>> start Provided material

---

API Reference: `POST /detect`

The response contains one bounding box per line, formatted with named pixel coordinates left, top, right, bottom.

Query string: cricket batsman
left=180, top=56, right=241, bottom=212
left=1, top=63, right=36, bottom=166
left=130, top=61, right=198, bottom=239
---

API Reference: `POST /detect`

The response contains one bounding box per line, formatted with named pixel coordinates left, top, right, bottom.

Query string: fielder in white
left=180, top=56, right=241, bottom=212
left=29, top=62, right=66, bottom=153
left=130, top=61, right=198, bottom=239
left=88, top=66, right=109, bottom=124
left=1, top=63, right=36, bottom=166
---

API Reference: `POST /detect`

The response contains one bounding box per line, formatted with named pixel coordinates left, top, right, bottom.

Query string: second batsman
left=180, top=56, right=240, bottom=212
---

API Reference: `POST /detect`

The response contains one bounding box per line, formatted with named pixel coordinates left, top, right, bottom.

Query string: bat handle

>> end Provided material

*Aim of the exercise*. Gather every line in the data that contains the string "Query", matching case exactly.

*Result of the task*.
Query string: cricket batsman
Query string: fielder in white
Query string: second batsman
Query string: bat handle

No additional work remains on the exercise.